%%

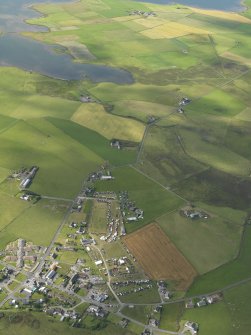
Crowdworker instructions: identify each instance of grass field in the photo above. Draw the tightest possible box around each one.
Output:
[71,103,145,142]
[123,224,197,290]
[0,312,135,335]
[157,204,246,273]
[137,126,206,186]
[48,118,136,166]
[182,302,235,335]
[160,303,184,331]
[0,119,102,197]
[0,0,251,335]
[224,282,251,334]
[188,226,251,296]
[0,200,68,248]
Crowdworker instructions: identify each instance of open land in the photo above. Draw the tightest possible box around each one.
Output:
[0,0,251,335]
[124,224,196,290]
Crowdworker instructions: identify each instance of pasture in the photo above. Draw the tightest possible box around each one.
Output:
[0,119,102,197]
[156,204,246,274]
[71,103,145,142]
[123,224,197,290]
[181,302,235,335]
[0,199,69,248]
[187,225,251,296]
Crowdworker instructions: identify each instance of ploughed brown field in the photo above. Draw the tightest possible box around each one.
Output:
[123,223,197,290]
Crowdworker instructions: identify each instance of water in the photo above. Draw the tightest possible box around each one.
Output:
[0,0,69,32]
[0,34,132,83]
[137,0,244,11]
[0,0,133,84]
[0,0,245,84]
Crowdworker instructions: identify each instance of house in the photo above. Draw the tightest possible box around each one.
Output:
[185,299,195,308]
[149,319,159,327]
[100,176,114,180]
[127,216,138,222]
[196,298,207,307]
[206,293,222,305]
[164,291,172,300]
[185,321,199,335]
[46,270,57,279]
[110,139,121,150]
[119,318,129,328]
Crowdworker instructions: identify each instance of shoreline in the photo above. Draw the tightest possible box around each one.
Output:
[137,0,249,14]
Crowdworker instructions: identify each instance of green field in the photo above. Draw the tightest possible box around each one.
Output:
[188,226,251,296]
[157,204,246,273]
[0,312,135,335]
[0,0,251,335]
[160,303,184,331]
[224,282,251,334]
[71,103,145,142]
[182,302,233,335]
[0,200,69,248]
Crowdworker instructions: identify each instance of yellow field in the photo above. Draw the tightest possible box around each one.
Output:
[193,8,251,24]
[221,51,251,66]
[134,17,166,28]
[141,22,210,39]
[71,103,145,142]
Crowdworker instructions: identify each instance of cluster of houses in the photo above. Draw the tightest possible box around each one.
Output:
[4,238,44,271]
[86,305,107,318]
[180,207,210,220]
[11,166,39,190]
[88,289,109,303]
[19,191,41,204]
[0,266,13,283]
[112,279,153,297]
[79,94,96,103]
[183,321,199,335]
[185,293,223,308]
[129,9,157,17]
[177,97,192,114]
[43,307,81,326]
[71,197,83,213]
[107,256,135,278]
[67,221,87,239]
[87,168,114,182]
[119,191,144,223]
[157,280,173,300]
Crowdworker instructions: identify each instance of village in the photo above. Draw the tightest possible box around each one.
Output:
[0,166,223,335]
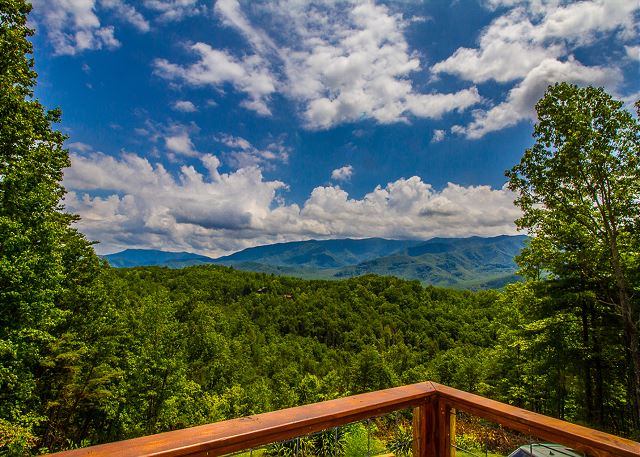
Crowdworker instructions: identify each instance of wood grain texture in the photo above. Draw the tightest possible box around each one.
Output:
[433,383,640,457]
[46,382,435,457]
[45,382,640,457]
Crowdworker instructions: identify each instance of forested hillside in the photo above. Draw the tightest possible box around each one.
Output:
[0,0,640,456]
[5,266,631,449]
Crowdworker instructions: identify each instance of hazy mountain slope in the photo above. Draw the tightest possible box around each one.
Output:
[105,235,526,289]
[102,249,213,268]
[216,238,421,269]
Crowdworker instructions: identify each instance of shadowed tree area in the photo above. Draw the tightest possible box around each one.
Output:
[0,0,640,456]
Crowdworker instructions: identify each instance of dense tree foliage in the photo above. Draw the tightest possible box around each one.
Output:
[0,0,640,455]
[507,83,640,430]
[0,0,105,448]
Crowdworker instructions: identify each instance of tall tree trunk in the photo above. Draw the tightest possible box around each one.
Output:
[581,300,594,423]
[609,239,640,430]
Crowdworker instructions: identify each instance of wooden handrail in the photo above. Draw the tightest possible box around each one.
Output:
[47,382,640,457]
[53,382,434,457]
[432,383,640,457]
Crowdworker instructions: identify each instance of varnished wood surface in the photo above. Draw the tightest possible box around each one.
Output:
[52,382,434,457]
[46,382,640,457]
[433,383,640,457]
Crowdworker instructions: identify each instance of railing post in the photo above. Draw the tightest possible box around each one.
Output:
[449,408,456,457]
[413,398,455,457]
[413,397,449,457]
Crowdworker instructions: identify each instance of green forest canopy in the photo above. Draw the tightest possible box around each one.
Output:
[0,0,640,455]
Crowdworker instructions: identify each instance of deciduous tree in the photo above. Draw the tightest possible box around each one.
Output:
[507,83,640,428]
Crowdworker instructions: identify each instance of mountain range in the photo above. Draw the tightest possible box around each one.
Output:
[104,235,527,289]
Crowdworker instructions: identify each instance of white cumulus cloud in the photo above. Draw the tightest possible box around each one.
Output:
[154,0,481,129]
[32,0,120,55]
[431,0,640,139]
[64,148,520,256]
[331,165,353,181]
[171,100,198,113]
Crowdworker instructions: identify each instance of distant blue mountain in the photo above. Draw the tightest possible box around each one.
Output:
[104,235,527,289]
[216,238,422,269]
[102,249,213,268]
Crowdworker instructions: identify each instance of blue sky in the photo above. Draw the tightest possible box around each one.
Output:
[31,0,640,256]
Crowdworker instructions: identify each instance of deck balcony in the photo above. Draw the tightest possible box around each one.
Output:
[47,382,640,457]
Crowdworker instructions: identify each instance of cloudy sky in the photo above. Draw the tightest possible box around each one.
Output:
[31,0,640,256]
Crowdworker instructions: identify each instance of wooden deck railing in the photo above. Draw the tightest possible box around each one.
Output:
[52,382,640,457]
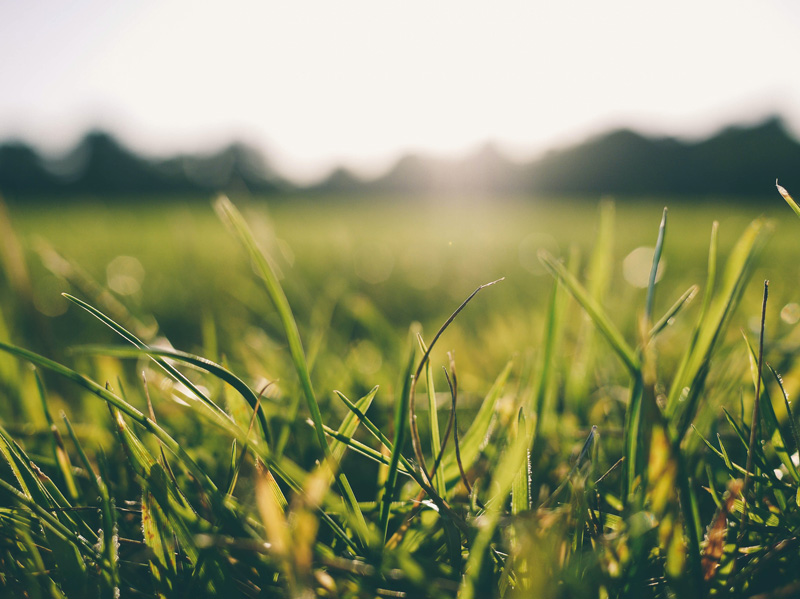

%%

- _Aim of the task_: Render all of the rows above as a Markdown table with two columns, "Number" and "Line", placing each nonblank line in its own table row. Omit the pictures and any blank lines.

- _Solution below_:
| Number | Line |
|---|---|
| 1 | Crowdworker instructions: identify each instance of grass field in the photo above. Draw the tightest possible box around each one. |
| 2 | Output: |
| 3 | [71,103,145,142] |
| 4 | [123,224,197,290] |
| 5 | [0,312,135,335] |
| 6 | [157,204,246,273] |
| 7 | [137,126,206,186] |
| 8 | [48,118,136,166] |
| 9 | [182,302,235,335] |
| 10 | [160,303,184,331] |
| 11 | [0,119,102,197] |
| 12 | [0,0,251,335] |
| 13 | [224,282,251,334] |
| 14 | [188,226,251,296] |
| 15 | [0,200,68,248] |
| 16 | Crowdworker instructions: identify each instance of open land in the photo above. Draw the tightest possible box around each one. |
| 17 | Output: |
| 18 | [0,0,251,335] |
| 19 | [124,224,196,290] |
| 20 | Crowdworker instructions: identify each instance of pasture in the photo above. Draw the tightest possible box around each one. |
| 21 | Output: |
| 22 | [0,119,102,197] |
| 23 | [156,204,246,274] |
| 24 | [71,103,145,142] |
| 25 | [123,224,197,290] |
| 26 | [181,302,235,335] |
| 27 | [0,199,69,248] |
| 28 | [187,225,251,296] |
| 29 | Crowdworker instructions: identify each instance of ploughed brown field in the photo above. Draw the tightest possible box around each one. |
| 30 | Output: |
| 31 | [123,223,197,290] |
| 32 | Crowdworker instructions: identify each instance of water in the photo above. Draw the tightest possible box around each one. |
| 33 | Output: |
| 34 | [0,0,69,32] |
| 35 | [0,34,132,83] |
| 36 | [137,0,244,11] |
| 37 | [0,0,133,84] |
| 38 | [0,0,245,84] |
| 39 | Crowdworker instructions: identify each instance of house in the photo above. Draw the tightest possible box around each one. |
| 40 | Output: |
| 41 | [185,299,195,308] |
| 42 | [149,319,159,327] |
| 43 | [100,176,114,180] |
| 44 | [127,216,138,222] |
| 45 | [196,298,207,307] |
| 46 | [206,293,222,305] |
| 47 | [164,291,172,300] |
| 48 | [185,321,199,335] |
| 49 | [46,270,57,279] |
| 50 | [110,139,121,150] |
| 51 | [119,318,129,328] |
| 52 | Crowdworker instructions: identify each instance of shoreline in the photo above. Draw the tightest possible box around each one. |
| 53 | Output: |
| 54 | [137,0,249,14] |
| 55 | Crowdworker instructions: identify each instance of green field in the photo above. Draw the tightest possible box around each one. |
| 56 | Output: |
| 57 | [188,226,251,296] |
| 58 | [157,204,246,273] |
| 59 | [0,312,135,335] |
| 60 | [0,0,251,335] |
| 61 | [160,303,184,331] |
| 62 | [224,282,251,334] |
| 63 | [71,103,145,142] |
| 64 | [182,302,233,335] |
| 65 | [0,200,69,248] |
| 66 | Crowdworker instructions: identify each instance of yellow field in the photo above. Draw the tightest possible box around each one. |
| 67 | Output: |
| 68 | [193,8,251,24] |
| 69 | [221,51,251,66] |
| 70 | [134,17,166,28] |
| 71 | [141,22,210,39] |
| 72 | [71,103,145,142] |
| 73 | Crowdworker instructions: identify each instance of cluster of houses in the photo above. Draw the tightest possible box around each one. |
| 74 | Output: |
| 75 | [4,238,44,271] |
| 76 | [86,305,107,318] |
| 77 | [180,207,210,220] |
| 78 | [11,166,39,190] |
| 79 | [88,289,109,303] |
| 80 | [19,191,41,204] |
| 81 | [0,266,13,283] |
| 82 | [112,279,153,297] |
| 83 | [79,94,96,103] |
| 84 | [183,321,199,335] |
| 85 | [185,293,223,308] |
| 86 | [129,9,157,17] |
| 87 | [177,97,192,114] |
| 88 | [43,307,81,326] |
| 89 | [71,197,83,213] |
| 90 | [107,256,135,278] |
| 91 | [67,221,87,239] |
| 92 | [87,168,114,182] |
| 93 | [119,191,144,223] |
| 94 | [157,280,173,300] |
| 95 | Crowdworker instructions: identify each instance of village in the photo above. Draw the tightest possible box around each one. |
| 96 | Output: |
| 97 | [0,166,223,335] |
| 98 | Crowdworker instructions: identify each instance of wood grain texture in the photo above. Draw the tightest possible box around each one. |
| 99 | Output: |
| 100 | [433,383,640,457] |
| 101 | [46,382,435,457] |
| 102 | [45,382,640,457] |
| 103 | Crowdworker instructions: identify each instance of forested hillside in the photo above. Draw the tightest possible box around each one. |
| 104 | Output: |
| 105 | [0,0,640,456] |
| 106 | [5,266,631,449] |
| 107 | Crowdworker instructions: identify each instance of hazy mountain slope in the photo above. Draw the tightest possible box around each one. |
| 108 | Output: |
| 109 | [105,235,526,289] |
| 110 | [102,249,213,268] |
| 111 | [216,238,421,269] |
| 112 | Crowdworker instructions: identify each instance of shadowed tree area in the photo above. Draw the tightest possible box around each one. |
| 113 | Output: |
| 114 | [0,0,640,456] |
| 115 | Crowdworker instructions: identify each instance of dense tree foliage in the photo above. Draw the tightest possible box around each one. |
| 116 | Output: |
| 117 | [0,0,640,455] |
| 118 | [507,83,640,430] |
| 119 | [0,0,105,448] |
| 120 | Crowdworker instructions: identify each instance of tall tree trunk in the photo above. Draw the tightest possible box around each one. |
| 121 | Output: |
| 122 | [581,300,594,423] |
| 123 | [609,239,640,430] |
| 124 | Crowdworker instructions: identify each instance of wooden handrail in the photo above. Draw the tightest possible box around each one. |
| 125 | Output: |
| 126 | [47,382,640,457] |
| 127 | [53,382,434,457] |
| 128 | [432,383,640,457] |
| 129 | Crowdworker instructions: identify each instance of varnished wood surface in the photo above. Draw the tightest possible box around each one. |
| 130 | Output: |
| 131 | [52,382,434,457] |
| 132 | [46,382,640,457] |
| 133 | [433,383,640,457] |
| 134 | Crowdworker instructions: identify each instance of railing post in the photo above. Draw the tightest possible box around each one. |
| 135 | Output: |
| 136 | [449,408,456,457] |
| 137 | [413,398,455,457] |
| 138 | [413,397,449,457] |
| 139 | Crowdworker instructions: identify each instance of green forest canopy in the photo above. Draw the tightest possible box around each one. |
| 140 | Output: |
| 141 | [0,0,640,455] |
| 142 | Crowdworker instructions: identify each instance of deciduous tree in the photo above. Draw the tightest possible box around each one. |
| 143 | Output: |
| 144 | [507,83,640,428] |
| 145 | Crowdworker instructions: identify each instance of mountain range in the photo above. Draw the tightest possible box around each one. |
| 146 | Output: |
| 147 | [104,235,527,289] |
| 148 | Crowdworker instructions: identify each instance of white cumulus cloud in the photo above. Draw the tightest possible box around each one. |
| 149 | Output: |
| 150 | [154,0,481,129] |
| 151 | [32,0,120,55] |
| 152 | [431,0,640,139] |
| 153 | [64,148,520,256] |
| 154 | [331,165,353,181] |
| 155 | [171,100,198,113] |
| 156 | Crowdworker instructions: identify each instance of distant blue mountain in the photo above. Draw the tightest possible box around each one. |
| 157 | Output: |
| 158 | [104,235,527,289] |
| 159 | [216,238,422,269] |
| 160 | [102,249,213,268] |
| 161 | Crowdworker instructions: identify each instance of blue sky in the photo above. Draw the tightest possible box around each one. |
| 162 | Output: |
| 163 | [31,0,640,256] |
| 164 | Crowdworker instructions: identify each instance of deck balcony in the photo above. Draw the tightest possible box around each one. |
| 165 | Output: |
| 166 | [47,382,640,457] |
| 167 | Crowdworker instructions: identify each instance of cloudy sky in the photo above. Draw the tightest possible box around each one. |
| 168 | Output: |
| 169 | [31,0,640,256] |
| 170 | Crowdworker instructions: identify each instance of wooden deck railing in the photo above. Draw the tightest possible box around each one. |
| 171 | Output: |
| 172 | [52,382,640,457] |